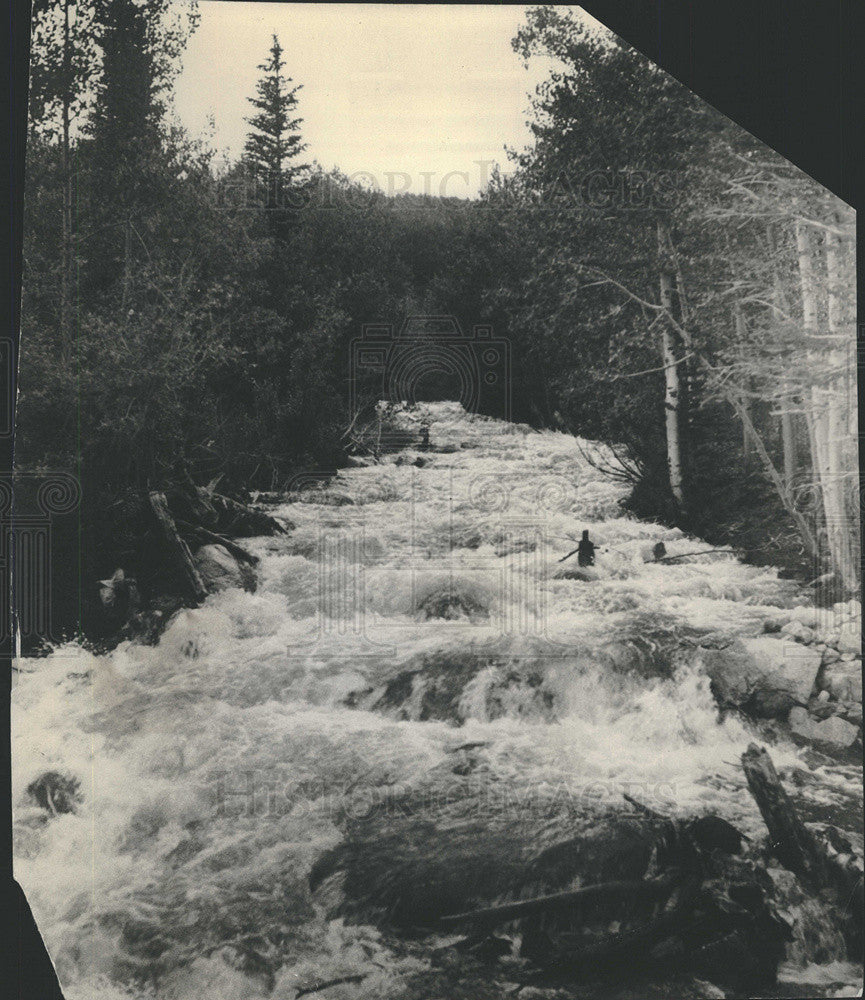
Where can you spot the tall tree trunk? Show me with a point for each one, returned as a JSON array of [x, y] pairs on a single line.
[[842, 458], [747, 440], [826, 413], [66, 237], [788, 426], [672, 394]]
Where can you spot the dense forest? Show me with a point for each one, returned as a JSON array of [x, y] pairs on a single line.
[[666, 283]]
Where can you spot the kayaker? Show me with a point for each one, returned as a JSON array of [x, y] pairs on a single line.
[[586, 551]]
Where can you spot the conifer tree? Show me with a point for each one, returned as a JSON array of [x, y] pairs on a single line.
[[275, 140]]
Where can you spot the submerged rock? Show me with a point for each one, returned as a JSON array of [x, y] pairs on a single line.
[[763, 675], [453, 687], [450, 603], [58, 793], [219, 570], [834, 730]]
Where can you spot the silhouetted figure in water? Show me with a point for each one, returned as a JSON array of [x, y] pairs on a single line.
[[586, 551]]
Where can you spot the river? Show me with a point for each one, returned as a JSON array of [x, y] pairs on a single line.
[[214, 767]]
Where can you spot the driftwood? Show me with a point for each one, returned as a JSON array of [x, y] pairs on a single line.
[[492, 915], [834, 876], [200, 509], [178, 549], [688, 555], [237, 519], [204, 535], [791, 843], [308, 990]]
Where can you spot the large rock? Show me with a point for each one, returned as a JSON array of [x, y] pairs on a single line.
[[834, 731], [219, 570], [843, 680], [850, 639], [764, 676]]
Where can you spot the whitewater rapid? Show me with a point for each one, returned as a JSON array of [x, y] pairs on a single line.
[[211, 766]]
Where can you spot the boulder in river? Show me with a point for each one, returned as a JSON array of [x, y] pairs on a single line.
[[219, 570], [764, 676], [835, 731]]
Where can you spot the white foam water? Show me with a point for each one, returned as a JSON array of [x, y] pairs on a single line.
[[210, 765]]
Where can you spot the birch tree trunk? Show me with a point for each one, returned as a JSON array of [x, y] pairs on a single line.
[[747, 439], [66, 236], [826, 414], [788, 426], [841, 456], [672, 394]]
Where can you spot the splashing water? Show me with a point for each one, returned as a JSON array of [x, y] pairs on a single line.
[[211, 766]]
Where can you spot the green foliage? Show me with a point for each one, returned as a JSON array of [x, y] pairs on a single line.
[[275, 140]]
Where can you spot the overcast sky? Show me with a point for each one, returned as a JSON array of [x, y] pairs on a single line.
[[396, 88]]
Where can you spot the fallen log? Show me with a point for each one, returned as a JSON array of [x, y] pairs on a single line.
[[798, 850], [177, 548], [204, 535], [505, 912], [237, 519], [688, 555], [195, 500], [790, 841]]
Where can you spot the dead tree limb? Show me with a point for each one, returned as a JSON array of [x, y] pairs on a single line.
[[307, 990], [492, 915], [177, 547], [204, 535], [791, 843], [238, 519]]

+ + + +

■ Exercise details ■
Rewrite all of the data above as a numbered list with one line per item, omitting the pictures and any blank lines.

■ Solution to the exercise ■
1. Where can you spot the tall tree trunk? Show me with a point for each one, returned as a JSON array of [x, y] pairs on a single line.
2. [[842, 458], [747, 440], [826, 413], [66, 237], [788, 426], [672, 394]]
3. Where can you spot the dense forest? Show me with a point for each one, returned as a JSON array of [x, y] pairs on a single line.
4. [[666, 283]]
5. Where can you spot the kayaker? Show me with a point for each one, returned as a JSON array of [x, y] pairs on a single line.
6. [[586, 551]]
7. Where can you spot the conifer tree? Show me with a point for each one, returned as a JSON array of [x, y] pairs on a single line.
8. [[275, 140]]
9. Where can you spot the submerged rock? Show me with a point for each one, returned as a JSON array of [x, y] pairs on a single line.
10. [[763, 675], [453, 687], [450, 603], [58, 793], [219, 570], [834, 730]]
11. Where can you spot the silhouetted figure in water? Show me with a point for each one, returned as a JSON array of [x, y] pairs on a single line.
12. [[586, 551]]
13. Where can you spot the river? Show me with a point for each one, returned as a JSON array of [x, y] pairs on a single line.
14. [[214, 767]]
15. Where can you spot the driftwood? Show me with a point for each one, returned as a JSON array of [x, y] pairs on a single line.
16. [[492, 915], [834, 876], [200, 509], [178, 549], [688, 555], [237, 519], [204, 535], [791, 843], [308, 990]]
17. Where can you spot the large rock? Show me with a point for each one, returned as a JSON array of [x, y] pairs on a single line.
18. [[834, 731], [219, 570], [843, 680], [850, 639], [764, 676]]
19. Where can you spot the whitewater rapid? Show me with a point for each one, returned as a JSON array of [x, y] pairs on a single line.
20. [[211, 766]]
21. Where can you spot the boulder in river? Show me with a point for each one, returned as a JSON array of [x, y] pairs on a single line.
22. [[219, 570], [764, 676], [835, 731]]
23. Where can you spot the white foam water? Show me with a point for each one, returned as a JSON array of [x, y] pairs on a single line.
24. [[210, 765]]
25. Where can you spot the birch tree trunk? Show me with a point for each one, returned as a JSON array of [x, y] pairs on a single line.
26. [[747, 439], [66, 236], [826, 414], [788, 426], [841, 456], [672, 394]]
27. Where can you spot the splashing water? Show me with a point for each one, returned as a JSON array of [x, y] pairs on a single line.
28. [[211, 766]]
29. Where can you spot the green foliage? Show me with a point for each one, returned as a JSON array of [x, y] pairs on a single line.
30. [[275, 140]]
31. Where can you spot the overcast sky? Show me with a point for each one, returned as a JSON array of [x, y] pairs on a single line.
32. [[396, 88]]
33. Where can you spot the fallen log? Show me with a point for each one, returned as a JSON array of [x, y] pairs on a single line.
34. [[798, 850], [177, 548], [204, 535], [505, 912], [237, 519], [688, 555], [195, 500], [790, 841]]
35. Where can you spot the dead tree limb? Show me with a point for each one, returned as a JSON array of [x, y] pairs on a single line.
36. [[307, 990], [492, 915], [177, 547], [204, 535], [791, 843], [238, 519]]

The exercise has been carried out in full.